**TASK DIRECTIONS**. In the listing below, find the line containing "rough mask: <svg". Write out that line and every line after it to the end, exactly and only those.

*** Opening DATA EXCERPTS ***

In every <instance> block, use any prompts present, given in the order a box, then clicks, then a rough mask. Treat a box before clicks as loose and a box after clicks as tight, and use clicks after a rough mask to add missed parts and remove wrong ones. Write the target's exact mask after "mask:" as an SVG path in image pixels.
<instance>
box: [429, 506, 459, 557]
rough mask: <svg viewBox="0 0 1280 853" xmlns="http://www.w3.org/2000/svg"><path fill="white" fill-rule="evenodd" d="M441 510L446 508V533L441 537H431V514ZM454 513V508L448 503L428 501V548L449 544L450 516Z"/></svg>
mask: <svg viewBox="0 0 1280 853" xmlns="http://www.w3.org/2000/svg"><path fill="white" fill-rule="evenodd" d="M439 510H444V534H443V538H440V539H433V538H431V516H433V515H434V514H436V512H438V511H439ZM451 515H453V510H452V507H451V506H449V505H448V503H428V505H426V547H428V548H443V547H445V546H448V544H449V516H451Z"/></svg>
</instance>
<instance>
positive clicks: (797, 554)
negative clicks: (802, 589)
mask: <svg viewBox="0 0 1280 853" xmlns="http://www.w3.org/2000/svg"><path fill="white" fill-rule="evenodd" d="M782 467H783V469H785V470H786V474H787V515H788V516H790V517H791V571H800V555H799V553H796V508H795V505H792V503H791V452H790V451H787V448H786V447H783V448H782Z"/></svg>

*** Closing DATA EXCERPTS ***

**ANSWER BOX**.
rough mask: <svg viewBox="0 0 1280 853" xmlns="http://www.w3.org/2000/svg"><path fill="white" fill-rule="evenodd" d="M441 510L446 508V533L441 537H431V514ZM454 513V508L448 503L428 501V548L449 544L450 516Z"/></svg>
mask: <svg viewBox="0 0 1280 853" xmlns="http://www.w3.org/2000/svg"><path fill="white" fill-rule="evenodd" d="M439 510H444V534H443V538H440V539H433V538H431V516H433V515H434V514H436V512H438V511H439ZM451 515H453V510H452V507H451V506H449V505H448V503H428V505H426V547H428V548H443V547H445V546H448V544H449V516H451Z"/></svg>
</instance>
<instance>
positive clicks: (797, 554)
negative clicks: (802, 589)
mask: <svg viewBox="0 0 1280 853" xmlns="http://www.w3.org/2000/svg"><path fill="white" fill-rule="evenodd" d="M782 467H783V469H785V470H786V474H787V515H788V516H790V517H791V571H800V555H799V553H796V508H795V505H792V503H791V452H790V451H787V448H786V447H783V448H782Z"/></svg>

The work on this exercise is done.